* _Dataset rows showing where objects appear_
--- begin ---

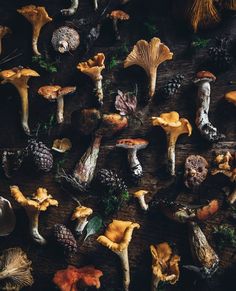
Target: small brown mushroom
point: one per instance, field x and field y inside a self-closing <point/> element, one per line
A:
<point x="116" y="16"/>
<point x="56" y="93"/>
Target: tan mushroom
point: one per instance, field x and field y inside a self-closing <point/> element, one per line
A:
<point x="19" y="77"/>
<point x="56" y="93"/>
<point x="38" y="17"/>
<point x="149" y="56"/>
<point x="174" y="127"/>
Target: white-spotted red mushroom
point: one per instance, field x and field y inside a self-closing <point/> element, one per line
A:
<point x="133" y="145"/>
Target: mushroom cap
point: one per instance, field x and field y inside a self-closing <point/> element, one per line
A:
<point x="231" y="97"/>
<point x="118" y="15"/>
<point x="118" y="235"/>
<point x="132" y="143"/>
<point x="81" y="212"/>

--- end ---

* _What is expected_
Repeat every entry above with "mushroom" switched to "fungus" and nothing else changed. Omit the pictures.

* _Reply_
Target: small brown fungus
point: one per instance, field x and field y inside a self-closing <point/> element, one per line
A:
<point x="116" y="16"/>
<point x="56" y="93"/>
Target: tan fungus
point: one per instance, field x and field y inside a self-closing <point/> element, one per line
A:
<point x="19" y="77"/>
<point x="56" y="93"/>
<point x="38" y="17"/>
<point x="149" y="56"/>
<point x="174" y="127"/>
Target: white-spotted red fungus
point: one per instance, field x and field y inside a self-closing <point/> element, one per line
A:
<point x="133" y="145"/>
Target: fungus cap
point: one per instance, field x and field y inside a self-closing <point/> element, one per line
A:
<point x="231" y="97"/>
<point x="118" y="15"/>
<point x="118" y="235"/>
<point x="132" y="143"/>
<point x="81" y="212"/>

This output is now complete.